▶ [Exercise directions]
Retype everything in the listing below, from the line containing "Pin the magazine" down to the end of the listing, without changing anything.

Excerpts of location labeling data
# # #

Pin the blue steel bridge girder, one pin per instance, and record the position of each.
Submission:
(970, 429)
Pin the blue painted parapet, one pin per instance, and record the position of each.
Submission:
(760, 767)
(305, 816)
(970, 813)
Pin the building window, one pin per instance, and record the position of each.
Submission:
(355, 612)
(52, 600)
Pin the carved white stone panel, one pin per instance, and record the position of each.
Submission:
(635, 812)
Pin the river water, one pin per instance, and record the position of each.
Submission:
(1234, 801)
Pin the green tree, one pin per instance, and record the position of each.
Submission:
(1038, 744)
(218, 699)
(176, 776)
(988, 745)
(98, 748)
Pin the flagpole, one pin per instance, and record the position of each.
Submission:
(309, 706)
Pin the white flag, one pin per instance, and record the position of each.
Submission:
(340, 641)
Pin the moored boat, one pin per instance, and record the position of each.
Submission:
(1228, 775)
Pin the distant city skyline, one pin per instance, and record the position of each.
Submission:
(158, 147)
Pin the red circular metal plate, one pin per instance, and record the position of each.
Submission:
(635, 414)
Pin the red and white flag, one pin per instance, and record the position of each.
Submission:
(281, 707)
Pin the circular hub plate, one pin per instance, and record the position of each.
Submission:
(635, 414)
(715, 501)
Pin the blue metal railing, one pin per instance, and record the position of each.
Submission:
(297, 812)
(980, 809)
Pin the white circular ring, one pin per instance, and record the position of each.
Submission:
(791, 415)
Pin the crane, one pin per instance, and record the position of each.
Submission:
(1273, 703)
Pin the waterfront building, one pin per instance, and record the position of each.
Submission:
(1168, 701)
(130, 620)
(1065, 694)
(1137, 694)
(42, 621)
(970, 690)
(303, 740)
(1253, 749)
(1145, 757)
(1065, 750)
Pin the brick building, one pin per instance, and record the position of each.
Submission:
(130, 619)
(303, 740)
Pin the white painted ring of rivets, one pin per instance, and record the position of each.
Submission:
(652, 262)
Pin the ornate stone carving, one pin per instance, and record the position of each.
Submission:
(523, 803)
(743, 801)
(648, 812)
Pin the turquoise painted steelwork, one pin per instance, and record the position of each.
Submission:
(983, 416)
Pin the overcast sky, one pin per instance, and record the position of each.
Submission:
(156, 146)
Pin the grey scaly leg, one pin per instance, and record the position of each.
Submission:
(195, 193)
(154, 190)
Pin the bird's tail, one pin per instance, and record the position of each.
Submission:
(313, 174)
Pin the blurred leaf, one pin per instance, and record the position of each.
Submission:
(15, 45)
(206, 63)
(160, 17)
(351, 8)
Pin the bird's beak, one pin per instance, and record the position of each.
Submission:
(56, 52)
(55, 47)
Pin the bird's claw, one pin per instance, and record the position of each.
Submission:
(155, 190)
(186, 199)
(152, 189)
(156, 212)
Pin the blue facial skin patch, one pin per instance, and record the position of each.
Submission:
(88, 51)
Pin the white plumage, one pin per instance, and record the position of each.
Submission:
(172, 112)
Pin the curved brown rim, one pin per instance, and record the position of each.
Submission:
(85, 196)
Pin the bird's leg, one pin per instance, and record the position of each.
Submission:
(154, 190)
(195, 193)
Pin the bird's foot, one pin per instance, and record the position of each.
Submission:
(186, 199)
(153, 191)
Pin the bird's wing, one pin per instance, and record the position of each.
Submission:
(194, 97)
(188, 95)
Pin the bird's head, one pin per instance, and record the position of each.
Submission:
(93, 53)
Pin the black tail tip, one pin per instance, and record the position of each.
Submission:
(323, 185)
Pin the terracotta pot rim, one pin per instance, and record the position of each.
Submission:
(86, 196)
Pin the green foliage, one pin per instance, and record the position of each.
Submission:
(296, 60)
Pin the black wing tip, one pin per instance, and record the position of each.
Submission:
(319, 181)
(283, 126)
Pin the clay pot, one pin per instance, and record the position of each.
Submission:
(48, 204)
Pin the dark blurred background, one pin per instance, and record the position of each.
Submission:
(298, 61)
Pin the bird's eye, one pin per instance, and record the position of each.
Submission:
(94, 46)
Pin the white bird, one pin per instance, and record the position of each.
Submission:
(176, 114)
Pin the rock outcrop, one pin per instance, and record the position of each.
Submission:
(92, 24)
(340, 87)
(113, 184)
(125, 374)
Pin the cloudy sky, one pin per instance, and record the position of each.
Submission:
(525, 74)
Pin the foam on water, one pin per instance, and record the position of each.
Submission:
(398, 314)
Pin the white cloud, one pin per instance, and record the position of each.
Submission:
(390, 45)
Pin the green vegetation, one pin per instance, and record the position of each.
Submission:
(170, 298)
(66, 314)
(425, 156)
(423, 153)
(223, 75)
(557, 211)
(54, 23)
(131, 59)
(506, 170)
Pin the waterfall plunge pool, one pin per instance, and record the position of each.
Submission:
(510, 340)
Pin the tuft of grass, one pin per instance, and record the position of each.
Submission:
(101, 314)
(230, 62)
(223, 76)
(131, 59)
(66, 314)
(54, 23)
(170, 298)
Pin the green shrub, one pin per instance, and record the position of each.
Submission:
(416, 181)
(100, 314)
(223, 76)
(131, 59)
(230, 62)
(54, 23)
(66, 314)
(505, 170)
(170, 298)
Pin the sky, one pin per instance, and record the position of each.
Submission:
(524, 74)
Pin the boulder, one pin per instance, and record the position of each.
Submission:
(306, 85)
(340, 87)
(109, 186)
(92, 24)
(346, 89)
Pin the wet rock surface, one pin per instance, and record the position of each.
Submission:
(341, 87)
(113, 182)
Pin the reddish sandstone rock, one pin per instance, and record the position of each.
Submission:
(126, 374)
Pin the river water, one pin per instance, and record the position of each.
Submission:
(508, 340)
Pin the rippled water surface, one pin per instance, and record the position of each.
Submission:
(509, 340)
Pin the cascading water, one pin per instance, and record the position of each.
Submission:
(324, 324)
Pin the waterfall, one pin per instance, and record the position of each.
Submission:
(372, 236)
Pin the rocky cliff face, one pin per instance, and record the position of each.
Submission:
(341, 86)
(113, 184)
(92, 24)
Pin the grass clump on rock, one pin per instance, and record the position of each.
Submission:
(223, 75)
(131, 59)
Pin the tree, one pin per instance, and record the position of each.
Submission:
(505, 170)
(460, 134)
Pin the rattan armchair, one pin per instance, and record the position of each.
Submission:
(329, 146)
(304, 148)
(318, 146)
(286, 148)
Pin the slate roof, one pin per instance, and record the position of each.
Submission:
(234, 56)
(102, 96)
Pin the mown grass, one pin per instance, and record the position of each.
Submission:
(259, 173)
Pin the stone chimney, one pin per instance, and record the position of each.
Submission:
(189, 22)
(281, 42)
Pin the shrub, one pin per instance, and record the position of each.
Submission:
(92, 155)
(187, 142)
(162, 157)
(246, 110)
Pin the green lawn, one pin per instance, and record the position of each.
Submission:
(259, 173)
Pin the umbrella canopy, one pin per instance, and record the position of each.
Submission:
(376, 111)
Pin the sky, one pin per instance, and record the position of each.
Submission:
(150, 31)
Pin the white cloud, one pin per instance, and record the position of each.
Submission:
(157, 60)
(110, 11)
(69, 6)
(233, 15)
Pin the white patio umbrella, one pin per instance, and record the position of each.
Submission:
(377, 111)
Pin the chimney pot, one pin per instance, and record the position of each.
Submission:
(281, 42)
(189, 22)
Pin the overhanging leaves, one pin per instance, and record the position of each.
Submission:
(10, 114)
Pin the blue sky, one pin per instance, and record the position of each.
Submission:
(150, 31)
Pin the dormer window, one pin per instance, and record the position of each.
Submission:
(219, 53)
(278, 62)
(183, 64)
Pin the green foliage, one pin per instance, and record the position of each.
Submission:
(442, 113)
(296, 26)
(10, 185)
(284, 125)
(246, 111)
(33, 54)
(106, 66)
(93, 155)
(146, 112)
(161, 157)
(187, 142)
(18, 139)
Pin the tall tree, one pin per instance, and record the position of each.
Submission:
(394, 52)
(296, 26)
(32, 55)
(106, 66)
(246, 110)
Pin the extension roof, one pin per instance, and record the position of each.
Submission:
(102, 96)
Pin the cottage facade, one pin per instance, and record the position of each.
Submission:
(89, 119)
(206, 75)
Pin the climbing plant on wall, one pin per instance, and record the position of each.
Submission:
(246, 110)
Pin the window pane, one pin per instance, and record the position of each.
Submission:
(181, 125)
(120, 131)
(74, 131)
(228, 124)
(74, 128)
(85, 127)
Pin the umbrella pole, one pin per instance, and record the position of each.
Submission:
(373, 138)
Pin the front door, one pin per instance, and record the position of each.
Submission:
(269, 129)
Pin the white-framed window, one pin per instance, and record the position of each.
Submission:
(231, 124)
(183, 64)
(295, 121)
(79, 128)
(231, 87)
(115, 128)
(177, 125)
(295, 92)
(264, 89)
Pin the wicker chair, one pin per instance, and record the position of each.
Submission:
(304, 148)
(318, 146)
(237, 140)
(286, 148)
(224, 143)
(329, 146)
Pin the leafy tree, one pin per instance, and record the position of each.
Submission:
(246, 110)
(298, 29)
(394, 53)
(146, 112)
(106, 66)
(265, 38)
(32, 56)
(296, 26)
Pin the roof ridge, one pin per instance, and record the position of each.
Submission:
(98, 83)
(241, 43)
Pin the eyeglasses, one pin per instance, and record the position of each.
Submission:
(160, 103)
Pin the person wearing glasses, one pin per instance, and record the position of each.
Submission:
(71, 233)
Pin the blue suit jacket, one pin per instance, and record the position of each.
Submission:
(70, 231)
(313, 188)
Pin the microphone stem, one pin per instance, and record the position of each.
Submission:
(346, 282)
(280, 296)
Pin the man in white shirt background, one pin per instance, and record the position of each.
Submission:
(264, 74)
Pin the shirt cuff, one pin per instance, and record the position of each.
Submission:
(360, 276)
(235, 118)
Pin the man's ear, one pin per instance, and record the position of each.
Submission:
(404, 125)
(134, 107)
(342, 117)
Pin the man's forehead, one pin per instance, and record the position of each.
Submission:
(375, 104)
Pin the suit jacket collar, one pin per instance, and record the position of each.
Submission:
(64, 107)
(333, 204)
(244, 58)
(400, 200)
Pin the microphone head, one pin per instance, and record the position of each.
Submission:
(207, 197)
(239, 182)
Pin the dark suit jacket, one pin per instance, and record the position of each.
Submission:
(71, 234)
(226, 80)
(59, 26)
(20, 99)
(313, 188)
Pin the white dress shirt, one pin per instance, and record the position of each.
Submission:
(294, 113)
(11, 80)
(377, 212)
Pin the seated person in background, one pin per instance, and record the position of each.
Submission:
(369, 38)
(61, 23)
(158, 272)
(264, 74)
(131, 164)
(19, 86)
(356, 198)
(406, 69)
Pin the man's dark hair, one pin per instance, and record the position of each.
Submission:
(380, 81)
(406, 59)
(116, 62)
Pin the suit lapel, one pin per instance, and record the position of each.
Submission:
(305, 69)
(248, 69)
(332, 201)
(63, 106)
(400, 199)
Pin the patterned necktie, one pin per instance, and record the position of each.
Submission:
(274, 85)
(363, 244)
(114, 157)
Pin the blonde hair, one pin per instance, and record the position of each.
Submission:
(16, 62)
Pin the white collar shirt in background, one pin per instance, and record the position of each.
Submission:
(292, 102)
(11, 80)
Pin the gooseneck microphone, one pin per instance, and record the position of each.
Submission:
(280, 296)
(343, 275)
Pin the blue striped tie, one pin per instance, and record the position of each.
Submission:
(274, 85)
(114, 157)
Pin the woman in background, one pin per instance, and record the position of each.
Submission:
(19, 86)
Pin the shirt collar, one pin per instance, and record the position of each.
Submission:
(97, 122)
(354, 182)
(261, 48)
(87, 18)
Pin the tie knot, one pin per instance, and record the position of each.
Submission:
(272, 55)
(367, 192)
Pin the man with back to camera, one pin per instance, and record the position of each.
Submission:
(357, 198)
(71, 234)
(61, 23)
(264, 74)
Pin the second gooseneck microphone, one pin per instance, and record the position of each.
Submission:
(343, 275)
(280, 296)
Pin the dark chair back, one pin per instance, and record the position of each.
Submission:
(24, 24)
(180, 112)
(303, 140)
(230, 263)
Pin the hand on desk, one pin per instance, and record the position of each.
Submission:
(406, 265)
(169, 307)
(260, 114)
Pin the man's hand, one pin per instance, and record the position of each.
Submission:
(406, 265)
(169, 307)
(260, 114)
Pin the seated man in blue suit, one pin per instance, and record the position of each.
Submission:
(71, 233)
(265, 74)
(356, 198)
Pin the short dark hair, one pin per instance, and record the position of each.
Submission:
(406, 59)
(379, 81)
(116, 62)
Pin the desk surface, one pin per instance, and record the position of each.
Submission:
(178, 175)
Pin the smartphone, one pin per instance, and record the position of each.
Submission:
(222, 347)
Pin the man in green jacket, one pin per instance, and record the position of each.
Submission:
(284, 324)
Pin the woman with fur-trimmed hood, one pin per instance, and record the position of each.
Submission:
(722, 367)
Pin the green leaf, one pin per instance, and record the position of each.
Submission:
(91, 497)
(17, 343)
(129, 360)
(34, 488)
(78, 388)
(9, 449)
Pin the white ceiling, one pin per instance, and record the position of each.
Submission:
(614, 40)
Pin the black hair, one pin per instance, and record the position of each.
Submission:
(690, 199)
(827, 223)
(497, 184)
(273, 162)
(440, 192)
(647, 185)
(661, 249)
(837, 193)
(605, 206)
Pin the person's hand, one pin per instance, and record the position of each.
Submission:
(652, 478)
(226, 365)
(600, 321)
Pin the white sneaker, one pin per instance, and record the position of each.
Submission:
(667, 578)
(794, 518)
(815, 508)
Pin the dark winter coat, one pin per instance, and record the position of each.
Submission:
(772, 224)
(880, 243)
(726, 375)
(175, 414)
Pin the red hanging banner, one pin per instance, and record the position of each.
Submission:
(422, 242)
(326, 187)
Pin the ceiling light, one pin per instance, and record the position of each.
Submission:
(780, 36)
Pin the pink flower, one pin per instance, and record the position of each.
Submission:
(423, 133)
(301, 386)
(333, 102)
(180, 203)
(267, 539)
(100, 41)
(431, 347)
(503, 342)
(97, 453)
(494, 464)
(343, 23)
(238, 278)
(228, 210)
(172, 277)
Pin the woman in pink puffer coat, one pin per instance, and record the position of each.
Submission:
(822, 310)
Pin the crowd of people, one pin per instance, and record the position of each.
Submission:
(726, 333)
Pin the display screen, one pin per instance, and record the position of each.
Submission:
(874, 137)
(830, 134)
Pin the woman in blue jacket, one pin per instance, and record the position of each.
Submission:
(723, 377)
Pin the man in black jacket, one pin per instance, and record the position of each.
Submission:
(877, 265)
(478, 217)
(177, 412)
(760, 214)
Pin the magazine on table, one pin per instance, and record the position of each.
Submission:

# # #

▶ [Finished answer]
Pin the magazine on table, one pin per instance, and record the position of each.
Submission:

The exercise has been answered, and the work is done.